**Given information:**
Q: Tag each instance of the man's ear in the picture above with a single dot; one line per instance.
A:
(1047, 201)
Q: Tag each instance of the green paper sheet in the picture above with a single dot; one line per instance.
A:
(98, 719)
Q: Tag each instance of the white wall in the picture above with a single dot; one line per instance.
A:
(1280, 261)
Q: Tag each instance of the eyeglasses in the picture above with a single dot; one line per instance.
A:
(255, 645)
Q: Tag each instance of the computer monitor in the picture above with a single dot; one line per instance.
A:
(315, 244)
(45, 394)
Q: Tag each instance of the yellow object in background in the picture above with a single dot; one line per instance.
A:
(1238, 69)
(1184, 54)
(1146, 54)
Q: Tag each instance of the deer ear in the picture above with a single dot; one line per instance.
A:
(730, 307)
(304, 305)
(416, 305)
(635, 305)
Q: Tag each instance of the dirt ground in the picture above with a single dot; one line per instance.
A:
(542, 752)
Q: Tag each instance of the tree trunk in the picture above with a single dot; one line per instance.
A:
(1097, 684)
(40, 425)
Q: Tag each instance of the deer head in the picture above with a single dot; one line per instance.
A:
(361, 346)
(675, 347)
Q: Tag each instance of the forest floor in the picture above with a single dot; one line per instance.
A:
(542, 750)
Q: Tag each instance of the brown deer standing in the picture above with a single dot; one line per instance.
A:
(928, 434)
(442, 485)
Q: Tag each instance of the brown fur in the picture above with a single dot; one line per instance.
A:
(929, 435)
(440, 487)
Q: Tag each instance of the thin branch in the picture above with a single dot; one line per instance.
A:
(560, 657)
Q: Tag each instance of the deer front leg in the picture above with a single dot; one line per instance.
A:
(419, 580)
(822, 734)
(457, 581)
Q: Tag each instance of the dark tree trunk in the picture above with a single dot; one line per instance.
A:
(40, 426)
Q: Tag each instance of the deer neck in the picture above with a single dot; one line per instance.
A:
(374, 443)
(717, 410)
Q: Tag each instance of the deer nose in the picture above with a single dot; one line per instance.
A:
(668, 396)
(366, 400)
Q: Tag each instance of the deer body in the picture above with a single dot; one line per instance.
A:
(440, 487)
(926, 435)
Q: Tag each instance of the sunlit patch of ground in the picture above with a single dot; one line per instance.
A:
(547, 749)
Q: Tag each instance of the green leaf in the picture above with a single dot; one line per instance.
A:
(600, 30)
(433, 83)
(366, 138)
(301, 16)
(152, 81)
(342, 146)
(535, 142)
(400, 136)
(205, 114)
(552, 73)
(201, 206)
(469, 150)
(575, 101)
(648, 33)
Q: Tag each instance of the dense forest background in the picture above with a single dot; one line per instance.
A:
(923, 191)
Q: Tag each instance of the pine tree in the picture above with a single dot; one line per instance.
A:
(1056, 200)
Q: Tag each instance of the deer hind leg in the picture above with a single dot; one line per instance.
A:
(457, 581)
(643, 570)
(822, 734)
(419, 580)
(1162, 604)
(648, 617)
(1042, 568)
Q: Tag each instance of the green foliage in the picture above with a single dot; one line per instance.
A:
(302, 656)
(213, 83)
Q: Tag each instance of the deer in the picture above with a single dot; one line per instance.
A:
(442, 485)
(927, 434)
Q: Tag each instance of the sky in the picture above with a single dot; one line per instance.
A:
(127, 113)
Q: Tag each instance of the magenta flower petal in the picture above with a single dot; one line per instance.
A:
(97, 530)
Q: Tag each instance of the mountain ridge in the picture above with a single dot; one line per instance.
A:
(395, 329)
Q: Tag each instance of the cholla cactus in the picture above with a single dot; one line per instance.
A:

**Problem:**
Reproduce all the data exactly. Include every line.

**Solution for this problem:**
Q: Tag each instance of the man's ear in the picture above with a single dot; one line per instance.
A:
(1047, 201)
Q: Tag each instance of the green paper sheet in the picture above with a single dot; one line per instance.
A:
(98, 719)
Q: Tag each instance of the white wall in the picture above with a single dot; one line per instance.
A:
(1280, 261)
Q: Tag each instance of the eyeglasses in the picture above with a single dot; one line per instance.
A:
(255, 645)
Q: Tag each instance of the computer monitor in the picture above with a single dot; one line per instance.
A:
(315, 244)
(45, 394)
Q: Tag each instance of the yellow object in background in the picture above with a single dot; one line per instance.
A:
(1238, 69)
(1184, 54)
(1146, 54)
Q: Tag each instance of the deer ear in the picture above with a single dot; one line per instance.
A:
(730, 307)
(304, 305)
(416, 305)
(635, 305)
Q: Tag each instance of the dirt ground in the picture above with a single dot; one line per instance.
A:
(542, 752)
Q: Tag each instance of the tree trunk in the picture above with a single dot; one line per instance.
A:
(1097, 684)
(40, 425)
Q: Tag each instance of the deer head in the picture above with a single dot; one line per instance.
A:
(361, 346)
(675, 347)
Q: Tag each instance of the forest floor in the picture above with a single dot; one line per instance.
A:
(542, 750)
Q: Tag each instance of the brown deer standing in the picture above with a single dot; one line per instance.
A:
(928, 434)
(442, 485)
Q: Tag each instance of the brown fur in the picture above with a single dot; one line per instance.
A:
(929, 435)
(440, 487)
Q: Tag each instance of the thin branch in the picture above with a single dot; one line per instance.
A:
(560, 657)
Q: Tag each instance of the deer front leg in the picture above with a single dot; one line per instance.
A:
(419, 580)
(822, 734)
(457, 581)
Q: Tag each instance of the dark tree trunk in the picture above with a single dot; one line per instance.
A:
(40, 426)
Q: Tag each instance of the deer neck in the picture above with a single dot; one line per instance.
A:
(374, 443)
(717, 410)
Q: Tag each instance of the deer nose in the picture above with a single dot; one line per instance.
A:
(668, 396)
(366, 400)
Q: Tag each instance of the deer body in the picture above with a single dot; one line per instance.
A:
(440, 487)
(926, 435)
Q: Tag each instance of the sunlit patch of ground in the picture above with a single dot; one line per instance.
A:
(547, 749)
Q: Tag each instance of the green leaf in the picture above with a single dot; one line per instance.
A:
(600, 30)
(433, 83)
(366, 138)
(301, 16)
(152, 81)
(342, 146)
(535, 142)
(400, 136)
(205, 114)
(552, 73)
(201, 206)
(469, 150)
(575, 101)
(648, 33)
Q: Tag each instance of the dense forest background in the picture above with a single dot; one line per instance.
A:
(923, 191)
Q: Tag each instance of the pine tree in the picture above with a single dot; one line per instance.
A:
(1056, 200)
Q: Tag each instance of the deer hind leg in the picture above with a single dot; one line per instance.
A:
(457, 581)
(643, 570)
(822, 734)
(419, 580)
(1162, 604)
(648, 617)
(1042, 568)
Q: Tag each instance of the green foliage in the picture above with a single dot; one line per instance.
A:
(302, 656)
(213, 83)
Q: Tag each instance of the deer in the picture above with a single dot; one line per instance.
A:
(442, 485)
(927, 434)
Q: Tag each instance of the sky in the picture above with a single dot; one line per instance.
A:
(127, 113)
Q: Tag each instance of the magenta flower petal in the picture above with a single dot; one line per instance.
A:
(97, 530)
Q: Tag each instance of the mountain ridge in the picture above with a single dot; one line per instance.
A:
(395, 329)
Q: Tag each instance of the cholla cactus in the picture above with a single dot; one line per instance.
A:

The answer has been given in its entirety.